Dati raccolti
※
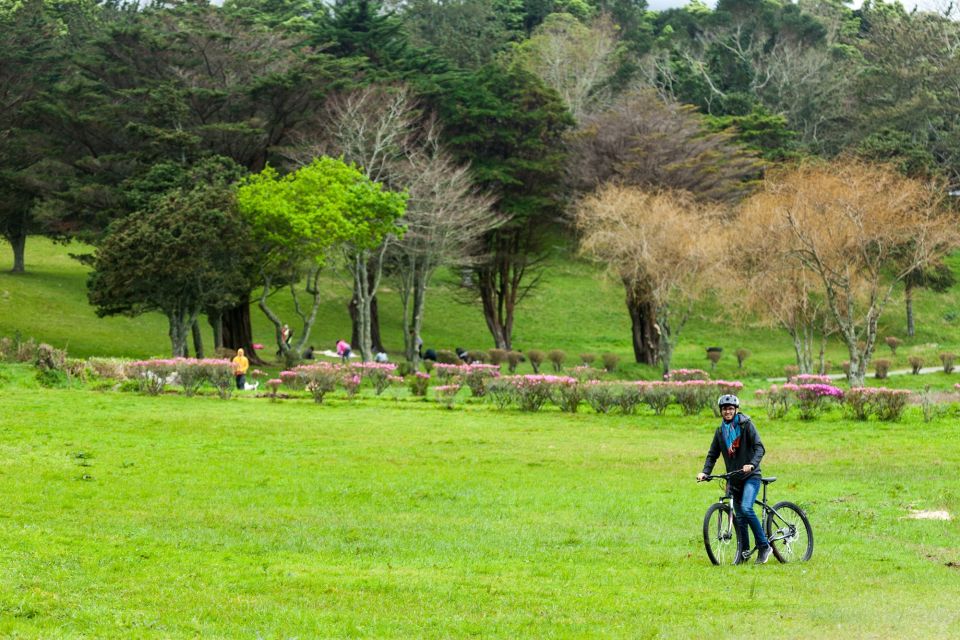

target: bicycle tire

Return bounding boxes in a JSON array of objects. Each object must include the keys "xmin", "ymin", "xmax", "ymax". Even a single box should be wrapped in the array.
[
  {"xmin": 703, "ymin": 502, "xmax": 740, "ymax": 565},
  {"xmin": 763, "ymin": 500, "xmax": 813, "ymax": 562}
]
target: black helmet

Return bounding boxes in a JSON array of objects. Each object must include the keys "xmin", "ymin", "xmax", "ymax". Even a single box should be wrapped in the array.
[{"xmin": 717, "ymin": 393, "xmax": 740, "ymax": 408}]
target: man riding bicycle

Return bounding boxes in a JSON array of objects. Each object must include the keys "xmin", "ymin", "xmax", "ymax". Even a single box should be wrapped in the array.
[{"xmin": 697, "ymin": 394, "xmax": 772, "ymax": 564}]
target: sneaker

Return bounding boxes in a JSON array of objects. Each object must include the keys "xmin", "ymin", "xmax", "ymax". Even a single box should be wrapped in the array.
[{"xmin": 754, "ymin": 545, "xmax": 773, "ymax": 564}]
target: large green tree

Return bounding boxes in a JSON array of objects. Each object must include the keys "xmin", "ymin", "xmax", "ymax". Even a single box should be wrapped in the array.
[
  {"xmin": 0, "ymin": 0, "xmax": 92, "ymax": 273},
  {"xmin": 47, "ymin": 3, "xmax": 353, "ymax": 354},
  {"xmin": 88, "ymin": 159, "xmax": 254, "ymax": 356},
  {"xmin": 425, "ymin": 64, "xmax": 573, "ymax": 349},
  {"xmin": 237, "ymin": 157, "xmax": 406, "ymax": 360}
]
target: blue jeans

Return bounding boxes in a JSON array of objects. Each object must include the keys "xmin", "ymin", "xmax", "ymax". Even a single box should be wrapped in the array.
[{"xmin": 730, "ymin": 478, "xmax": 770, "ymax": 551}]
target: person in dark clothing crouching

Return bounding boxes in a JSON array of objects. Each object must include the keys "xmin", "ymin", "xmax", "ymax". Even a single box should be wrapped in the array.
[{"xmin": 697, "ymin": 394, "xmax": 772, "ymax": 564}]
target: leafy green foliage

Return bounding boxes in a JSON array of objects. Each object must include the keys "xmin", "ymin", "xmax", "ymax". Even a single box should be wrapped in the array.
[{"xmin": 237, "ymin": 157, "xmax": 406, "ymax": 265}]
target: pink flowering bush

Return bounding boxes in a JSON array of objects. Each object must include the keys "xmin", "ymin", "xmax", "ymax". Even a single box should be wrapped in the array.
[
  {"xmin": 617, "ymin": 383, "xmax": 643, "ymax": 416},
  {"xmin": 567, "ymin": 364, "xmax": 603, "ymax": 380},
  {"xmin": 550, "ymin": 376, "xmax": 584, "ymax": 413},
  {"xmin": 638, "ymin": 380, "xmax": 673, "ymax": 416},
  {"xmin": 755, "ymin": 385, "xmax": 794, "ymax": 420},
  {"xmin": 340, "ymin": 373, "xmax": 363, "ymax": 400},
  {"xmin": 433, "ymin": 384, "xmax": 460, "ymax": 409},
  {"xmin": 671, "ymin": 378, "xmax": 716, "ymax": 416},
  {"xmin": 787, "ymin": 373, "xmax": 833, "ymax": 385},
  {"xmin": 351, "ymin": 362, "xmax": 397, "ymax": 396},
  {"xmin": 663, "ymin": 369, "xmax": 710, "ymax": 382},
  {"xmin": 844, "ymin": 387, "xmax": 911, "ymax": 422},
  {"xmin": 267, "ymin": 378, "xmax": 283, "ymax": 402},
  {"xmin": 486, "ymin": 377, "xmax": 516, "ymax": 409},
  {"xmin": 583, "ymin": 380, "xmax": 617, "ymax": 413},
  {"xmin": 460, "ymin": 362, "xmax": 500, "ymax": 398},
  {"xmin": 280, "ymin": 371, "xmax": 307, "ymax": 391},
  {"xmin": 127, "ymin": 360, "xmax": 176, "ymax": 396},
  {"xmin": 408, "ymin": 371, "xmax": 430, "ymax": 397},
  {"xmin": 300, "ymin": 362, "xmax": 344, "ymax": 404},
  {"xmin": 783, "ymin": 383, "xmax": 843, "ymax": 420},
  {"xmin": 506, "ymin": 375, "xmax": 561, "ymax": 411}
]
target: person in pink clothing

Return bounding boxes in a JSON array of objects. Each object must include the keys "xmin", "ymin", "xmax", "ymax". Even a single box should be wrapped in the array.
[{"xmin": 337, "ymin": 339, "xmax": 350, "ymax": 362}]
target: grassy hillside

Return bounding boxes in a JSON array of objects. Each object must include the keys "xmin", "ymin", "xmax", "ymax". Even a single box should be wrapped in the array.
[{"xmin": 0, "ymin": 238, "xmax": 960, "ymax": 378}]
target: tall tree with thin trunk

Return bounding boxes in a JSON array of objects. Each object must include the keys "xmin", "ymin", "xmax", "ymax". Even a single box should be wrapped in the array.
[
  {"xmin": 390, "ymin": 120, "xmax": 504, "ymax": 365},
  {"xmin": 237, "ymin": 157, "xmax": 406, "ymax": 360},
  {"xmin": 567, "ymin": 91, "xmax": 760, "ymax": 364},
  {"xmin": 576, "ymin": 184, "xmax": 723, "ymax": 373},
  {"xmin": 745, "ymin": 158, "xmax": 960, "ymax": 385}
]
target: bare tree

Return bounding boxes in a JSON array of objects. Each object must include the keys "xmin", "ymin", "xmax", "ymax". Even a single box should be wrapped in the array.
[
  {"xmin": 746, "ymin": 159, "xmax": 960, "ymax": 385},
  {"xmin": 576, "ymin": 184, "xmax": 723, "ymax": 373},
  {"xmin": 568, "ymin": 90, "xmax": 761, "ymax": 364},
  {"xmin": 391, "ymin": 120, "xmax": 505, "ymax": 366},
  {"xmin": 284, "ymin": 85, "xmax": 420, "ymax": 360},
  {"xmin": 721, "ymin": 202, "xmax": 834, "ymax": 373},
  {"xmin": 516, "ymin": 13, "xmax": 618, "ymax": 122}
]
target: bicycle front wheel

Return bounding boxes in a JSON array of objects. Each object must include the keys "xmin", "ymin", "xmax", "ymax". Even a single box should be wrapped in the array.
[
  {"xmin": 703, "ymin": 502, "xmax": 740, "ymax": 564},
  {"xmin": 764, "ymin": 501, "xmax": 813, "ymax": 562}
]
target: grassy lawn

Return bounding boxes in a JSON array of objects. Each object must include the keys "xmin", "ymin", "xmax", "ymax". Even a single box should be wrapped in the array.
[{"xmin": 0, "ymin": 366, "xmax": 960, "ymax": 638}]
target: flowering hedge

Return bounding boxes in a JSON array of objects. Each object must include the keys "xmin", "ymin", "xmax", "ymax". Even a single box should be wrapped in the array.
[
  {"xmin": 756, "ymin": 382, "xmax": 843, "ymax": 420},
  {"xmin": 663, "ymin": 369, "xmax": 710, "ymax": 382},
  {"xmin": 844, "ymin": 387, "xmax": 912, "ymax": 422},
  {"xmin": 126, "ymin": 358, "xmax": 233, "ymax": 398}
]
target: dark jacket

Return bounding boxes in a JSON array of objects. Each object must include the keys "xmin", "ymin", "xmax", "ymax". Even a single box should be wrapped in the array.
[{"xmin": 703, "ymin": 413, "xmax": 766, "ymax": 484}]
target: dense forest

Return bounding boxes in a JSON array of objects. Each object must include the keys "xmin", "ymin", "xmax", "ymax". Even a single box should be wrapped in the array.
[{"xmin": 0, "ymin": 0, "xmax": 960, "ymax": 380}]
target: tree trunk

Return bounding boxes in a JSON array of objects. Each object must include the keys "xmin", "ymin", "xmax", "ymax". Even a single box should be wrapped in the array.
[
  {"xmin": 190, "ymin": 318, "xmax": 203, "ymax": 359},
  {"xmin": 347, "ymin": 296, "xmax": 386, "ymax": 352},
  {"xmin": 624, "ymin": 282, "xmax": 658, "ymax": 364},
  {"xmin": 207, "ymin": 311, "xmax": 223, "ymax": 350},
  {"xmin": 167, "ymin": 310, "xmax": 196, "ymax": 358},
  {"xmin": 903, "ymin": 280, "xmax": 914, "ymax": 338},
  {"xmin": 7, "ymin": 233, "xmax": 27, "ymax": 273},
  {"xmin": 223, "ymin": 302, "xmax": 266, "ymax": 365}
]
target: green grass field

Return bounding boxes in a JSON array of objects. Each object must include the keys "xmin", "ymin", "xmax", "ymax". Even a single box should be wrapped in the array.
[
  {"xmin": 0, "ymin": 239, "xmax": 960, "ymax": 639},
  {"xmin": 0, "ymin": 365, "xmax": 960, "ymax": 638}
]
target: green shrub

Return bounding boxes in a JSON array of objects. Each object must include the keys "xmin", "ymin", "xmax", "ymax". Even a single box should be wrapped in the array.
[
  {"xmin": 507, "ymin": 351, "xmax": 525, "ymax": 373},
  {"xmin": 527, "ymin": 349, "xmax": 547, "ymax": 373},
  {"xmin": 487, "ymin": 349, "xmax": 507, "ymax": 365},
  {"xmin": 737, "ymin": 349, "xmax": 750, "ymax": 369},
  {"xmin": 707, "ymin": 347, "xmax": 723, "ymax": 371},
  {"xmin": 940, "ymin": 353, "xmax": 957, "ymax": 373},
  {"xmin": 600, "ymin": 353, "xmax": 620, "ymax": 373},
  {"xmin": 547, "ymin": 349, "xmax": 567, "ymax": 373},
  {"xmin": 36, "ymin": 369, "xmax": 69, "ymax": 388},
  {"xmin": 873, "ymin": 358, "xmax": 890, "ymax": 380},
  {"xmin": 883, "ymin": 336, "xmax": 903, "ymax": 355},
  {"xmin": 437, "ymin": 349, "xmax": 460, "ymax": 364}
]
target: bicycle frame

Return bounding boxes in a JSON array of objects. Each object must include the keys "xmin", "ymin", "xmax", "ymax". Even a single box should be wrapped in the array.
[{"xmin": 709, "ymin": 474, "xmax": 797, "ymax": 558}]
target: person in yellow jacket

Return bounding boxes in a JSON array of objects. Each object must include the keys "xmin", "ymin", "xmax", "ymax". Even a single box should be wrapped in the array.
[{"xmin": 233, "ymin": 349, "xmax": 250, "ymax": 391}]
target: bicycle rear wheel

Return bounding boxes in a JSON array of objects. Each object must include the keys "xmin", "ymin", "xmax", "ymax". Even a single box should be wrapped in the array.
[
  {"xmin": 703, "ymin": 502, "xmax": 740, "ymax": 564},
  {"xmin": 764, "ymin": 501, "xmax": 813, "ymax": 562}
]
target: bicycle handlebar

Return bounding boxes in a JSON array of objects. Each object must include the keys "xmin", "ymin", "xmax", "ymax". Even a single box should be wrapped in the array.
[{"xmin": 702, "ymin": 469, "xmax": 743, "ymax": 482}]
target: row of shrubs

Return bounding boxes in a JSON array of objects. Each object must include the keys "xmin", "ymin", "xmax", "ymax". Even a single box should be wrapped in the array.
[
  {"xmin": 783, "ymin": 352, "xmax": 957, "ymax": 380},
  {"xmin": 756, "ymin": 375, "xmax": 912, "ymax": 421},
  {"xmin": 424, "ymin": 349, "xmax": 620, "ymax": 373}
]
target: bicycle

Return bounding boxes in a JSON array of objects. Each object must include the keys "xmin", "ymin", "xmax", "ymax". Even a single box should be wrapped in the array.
※
Estrai dai record ogni riga che contiene la parola "wheel". Maiuscole e minuscole contano.

target: bicycle front wheel
target: bicycle rear wheel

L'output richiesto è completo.